> Supplied data:

****

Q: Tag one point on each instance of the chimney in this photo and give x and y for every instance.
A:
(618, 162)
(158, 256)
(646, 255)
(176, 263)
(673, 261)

****

> What is needed: What is needed is a word-for-word copy of the records.

> Result of this task:
Q: Tag one point on each instance of the chimney in this photo and give x and y for every instance.
A:
(618, 162)
(158, 256)
(646, 255)
(176, 263)
(673, 261)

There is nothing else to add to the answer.